__EXERCISE DETAILS__: Everything from the line that contains "Every instance of the woman's arm" through the last line of the listing must be copied exactly, with both of those lines included and no others.

__DATASET ROWS__:
—————
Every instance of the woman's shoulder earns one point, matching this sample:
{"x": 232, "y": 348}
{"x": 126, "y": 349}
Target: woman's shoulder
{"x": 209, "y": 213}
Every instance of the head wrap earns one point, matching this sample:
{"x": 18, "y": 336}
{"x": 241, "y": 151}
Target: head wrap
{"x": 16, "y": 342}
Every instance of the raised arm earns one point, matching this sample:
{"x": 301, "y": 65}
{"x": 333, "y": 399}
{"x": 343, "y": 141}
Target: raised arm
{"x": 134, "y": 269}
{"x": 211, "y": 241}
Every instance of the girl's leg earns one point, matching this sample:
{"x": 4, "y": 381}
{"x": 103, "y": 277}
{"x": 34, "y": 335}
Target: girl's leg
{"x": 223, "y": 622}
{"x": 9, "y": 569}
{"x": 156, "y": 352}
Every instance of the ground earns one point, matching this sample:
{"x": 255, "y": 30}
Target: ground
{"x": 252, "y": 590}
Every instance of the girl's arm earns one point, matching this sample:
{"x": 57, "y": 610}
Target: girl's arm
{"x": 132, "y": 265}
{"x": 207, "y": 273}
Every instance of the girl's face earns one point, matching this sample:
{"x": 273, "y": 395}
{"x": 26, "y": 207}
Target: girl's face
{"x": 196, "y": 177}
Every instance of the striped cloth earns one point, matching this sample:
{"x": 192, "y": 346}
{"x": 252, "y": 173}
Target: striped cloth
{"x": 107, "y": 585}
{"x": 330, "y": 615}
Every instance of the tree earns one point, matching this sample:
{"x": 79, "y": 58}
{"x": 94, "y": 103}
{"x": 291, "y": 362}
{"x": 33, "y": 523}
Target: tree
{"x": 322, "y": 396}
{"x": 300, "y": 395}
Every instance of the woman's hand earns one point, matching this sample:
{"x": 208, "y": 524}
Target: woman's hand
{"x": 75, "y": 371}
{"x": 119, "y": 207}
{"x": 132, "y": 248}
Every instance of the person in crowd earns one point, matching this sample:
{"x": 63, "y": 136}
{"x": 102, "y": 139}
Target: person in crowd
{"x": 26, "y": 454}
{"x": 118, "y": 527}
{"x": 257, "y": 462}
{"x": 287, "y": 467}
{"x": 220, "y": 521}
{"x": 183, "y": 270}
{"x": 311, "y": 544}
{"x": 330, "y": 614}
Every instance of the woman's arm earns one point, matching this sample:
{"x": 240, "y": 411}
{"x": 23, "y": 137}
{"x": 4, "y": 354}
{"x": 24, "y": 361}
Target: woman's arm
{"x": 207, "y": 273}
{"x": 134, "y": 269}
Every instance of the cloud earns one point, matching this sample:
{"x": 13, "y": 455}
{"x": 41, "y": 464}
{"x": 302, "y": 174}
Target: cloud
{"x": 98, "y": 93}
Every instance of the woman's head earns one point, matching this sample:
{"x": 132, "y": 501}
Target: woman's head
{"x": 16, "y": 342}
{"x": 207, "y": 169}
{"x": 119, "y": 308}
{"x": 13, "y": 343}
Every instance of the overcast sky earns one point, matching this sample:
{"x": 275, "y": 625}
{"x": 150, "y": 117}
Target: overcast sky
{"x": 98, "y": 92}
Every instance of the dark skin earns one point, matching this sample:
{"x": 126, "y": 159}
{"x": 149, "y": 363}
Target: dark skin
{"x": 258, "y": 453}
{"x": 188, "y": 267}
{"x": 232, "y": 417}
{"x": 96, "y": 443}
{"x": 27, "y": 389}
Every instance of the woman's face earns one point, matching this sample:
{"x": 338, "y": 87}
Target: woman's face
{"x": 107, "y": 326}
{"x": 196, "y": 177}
—————
__FINAL RESULT__:
Every instance of the woman's arm earns one point, matching this sample:
{"x": 240, "y": 411}
{"x": 23, "y": 137}
{"x": 4, "y": 354}
{"x": 24, "y": 361}
Target: woman's arm
{"x": 207, "y": 273}
{"x": 134, "y": 269}
Every instance of the cloud earns one point, matching this sample:
{"x": 13, "y": 455}
{"x": 41, "y": 464}
{"x": 302, "y": 174}
Target: cloud
{"x": 98, "y": 93}
Every instance of the woman's head earns one point, matching this sample:
{"x": 132, "y": 501}
Target: woman's head
{"x": 16, "y": 342}
{"x": 207, "y": 169}
{"x": 119, "y": 308}
{"x": 13, "y": 343}
Every instance of the overcast sky earns one point, matching this sample:
{"x": 275, "y": 625}
{"x": 150, "y": 117}
Target: overcast sky
{"x": 98, "y": 92}
Every instance of the dark skin earns one point, matching this sample:
{"x": 126, "y": 159}
{"x": 149, "y": 363}
Target: dark skin
{"x": 258, "y": 453}
{"x": 188, "y": 267}
{"x": 232, "y": 417}
{"x": 96, "y": 443}
{"x": 27, "y": 389}
Every instance of the woman's face earns one point, matching this sample:
{"x": 338, "y": 87}
Target: woman's face
{"x": 107, "y": 326}
{"x": 196, "y": 177}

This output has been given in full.